### Task goal:
List every Magic card or deck name that the Modern text below mentions, giving each name once.

### Text:
= = = = =

So what about the other format that can carry you to the Pro Tour? Modern might be on the downswing as a premiere format that Wizards pushes, but it still has its advocates. And though you might not believe it, I was once one of its strongest proponents. I loved Modern when it first hit the scene, and have many found memories of the burgeoning metagame. As I mentioned in my article last week detailing my dalliance with Jeskai Copycat, Splinter Twin was my jam for many tournaments. But, when they took my sweet 2RR enchantment from me, they also took my love of Modern.
It’s not that I think the format went from great to terrible in one fell swoop. No, the same problems Modern has always had were present both pre and post Twin ban. I wasn’t burned on having to pick up a whole deck or anything like that either. It’s simply that I didn’t know what to play next. In the wide world of Modern, experience and familiarity with your deck was (and is) the name of the game, and I had none sans Splinter Twin. So Modern took a bit of a back seat for me. There was no shortage of standard PPTQs or GPs to play in, so I resigned myself to being a one-format man for the most part.
But alas, Modern has come calling. The great city of San Antonio is calling, and its time to dip back into the Wild West of 8th edition and beyond. A team event Grand Prix is simply too magical to ignore or pass by. So where to we begin?
Oh I don’t know, maybe the deck that absolutely dumped all over everyone this past weekend?
The demise of Death’s Shadow in a Gitaxian Probe free format was greatly exaggerated as evident by the deck’s sudden dominance this past weekend. Jonah did a brief write up on the deck in our Daily Deck feature here.

= = = = =

### Information shown:

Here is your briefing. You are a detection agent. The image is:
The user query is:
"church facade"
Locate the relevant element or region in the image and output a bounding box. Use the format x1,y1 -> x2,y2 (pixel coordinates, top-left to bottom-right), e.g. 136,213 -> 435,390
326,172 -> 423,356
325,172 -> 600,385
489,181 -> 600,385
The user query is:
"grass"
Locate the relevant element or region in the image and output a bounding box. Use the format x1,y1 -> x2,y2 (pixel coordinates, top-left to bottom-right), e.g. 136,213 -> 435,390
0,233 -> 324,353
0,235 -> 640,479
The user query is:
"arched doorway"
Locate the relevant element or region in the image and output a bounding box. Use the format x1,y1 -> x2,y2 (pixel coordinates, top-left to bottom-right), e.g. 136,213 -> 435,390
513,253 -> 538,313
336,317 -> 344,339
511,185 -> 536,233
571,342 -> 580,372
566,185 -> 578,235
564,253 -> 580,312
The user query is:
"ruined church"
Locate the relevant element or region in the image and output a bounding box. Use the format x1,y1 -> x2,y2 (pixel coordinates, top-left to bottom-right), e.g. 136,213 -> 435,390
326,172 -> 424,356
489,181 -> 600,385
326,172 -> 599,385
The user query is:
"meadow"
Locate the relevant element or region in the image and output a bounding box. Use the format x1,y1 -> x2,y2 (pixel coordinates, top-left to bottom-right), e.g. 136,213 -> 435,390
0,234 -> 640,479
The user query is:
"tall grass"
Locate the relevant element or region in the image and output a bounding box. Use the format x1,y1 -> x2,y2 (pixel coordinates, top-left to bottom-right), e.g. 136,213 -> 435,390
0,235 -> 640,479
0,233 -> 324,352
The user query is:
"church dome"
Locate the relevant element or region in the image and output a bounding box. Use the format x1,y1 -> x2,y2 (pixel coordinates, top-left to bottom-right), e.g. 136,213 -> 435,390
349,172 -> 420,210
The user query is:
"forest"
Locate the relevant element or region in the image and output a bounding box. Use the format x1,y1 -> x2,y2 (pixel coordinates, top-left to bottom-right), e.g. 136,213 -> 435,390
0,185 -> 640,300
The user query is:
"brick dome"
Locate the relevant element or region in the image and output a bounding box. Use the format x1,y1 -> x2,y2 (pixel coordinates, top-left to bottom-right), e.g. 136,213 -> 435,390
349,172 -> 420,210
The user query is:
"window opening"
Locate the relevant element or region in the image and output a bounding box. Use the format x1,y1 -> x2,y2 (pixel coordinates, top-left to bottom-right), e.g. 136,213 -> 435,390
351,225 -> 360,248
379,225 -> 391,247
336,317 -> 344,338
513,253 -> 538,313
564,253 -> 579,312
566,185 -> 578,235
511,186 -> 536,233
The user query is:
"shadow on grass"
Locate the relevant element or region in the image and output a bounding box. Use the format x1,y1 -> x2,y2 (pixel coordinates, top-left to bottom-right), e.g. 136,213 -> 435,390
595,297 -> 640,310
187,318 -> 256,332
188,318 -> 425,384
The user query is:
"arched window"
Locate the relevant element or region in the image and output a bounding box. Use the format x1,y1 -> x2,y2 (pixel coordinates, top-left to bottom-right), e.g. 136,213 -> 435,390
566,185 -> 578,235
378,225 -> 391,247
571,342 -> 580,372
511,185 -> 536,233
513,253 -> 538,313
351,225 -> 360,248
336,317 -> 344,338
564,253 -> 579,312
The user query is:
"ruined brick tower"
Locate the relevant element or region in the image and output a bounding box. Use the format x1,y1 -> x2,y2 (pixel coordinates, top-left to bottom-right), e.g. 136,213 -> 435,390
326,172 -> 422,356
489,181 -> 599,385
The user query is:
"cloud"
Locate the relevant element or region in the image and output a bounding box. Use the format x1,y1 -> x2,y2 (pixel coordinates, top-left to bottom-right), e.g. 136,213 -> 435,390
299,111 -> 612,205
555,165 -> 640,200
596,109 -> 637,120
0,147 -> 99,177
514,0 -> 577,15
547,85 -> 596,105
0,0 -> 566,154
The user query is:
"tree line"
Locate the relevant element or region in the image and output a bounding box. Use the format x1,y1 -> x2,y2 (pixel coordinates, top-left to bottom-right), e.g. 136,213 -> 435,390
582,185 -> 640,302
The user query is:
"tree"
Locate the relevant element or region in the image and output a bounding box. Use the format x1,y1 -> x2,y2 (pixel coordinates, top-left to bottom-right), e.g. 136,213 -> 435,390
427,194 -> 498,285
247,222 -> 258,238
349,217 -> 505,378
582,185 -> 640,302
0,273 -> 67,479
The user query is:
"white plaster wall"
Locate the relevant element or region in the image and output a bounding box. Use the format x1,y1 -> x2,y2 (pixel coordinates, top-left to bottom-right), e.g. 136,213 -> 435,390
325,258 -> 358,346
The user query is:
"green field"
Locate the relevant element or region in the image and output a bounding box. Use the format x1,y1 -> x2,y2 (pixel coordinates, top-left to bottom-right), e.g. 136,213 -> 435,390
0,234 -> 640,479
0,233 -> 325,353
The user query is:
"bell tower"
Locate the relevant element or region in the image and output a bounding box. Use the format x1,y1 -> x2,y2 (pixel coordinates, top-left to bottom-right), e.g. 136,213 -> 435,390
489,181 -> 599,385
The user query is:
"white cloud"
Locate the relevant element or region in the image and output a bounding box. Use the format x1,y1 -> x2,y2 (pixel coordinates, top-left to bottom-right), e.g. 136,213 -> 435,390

= = = = =

### Response to the task:
Jeskai Copycat
Splinter Twin
Death’s Shadow
Gitaxian Probe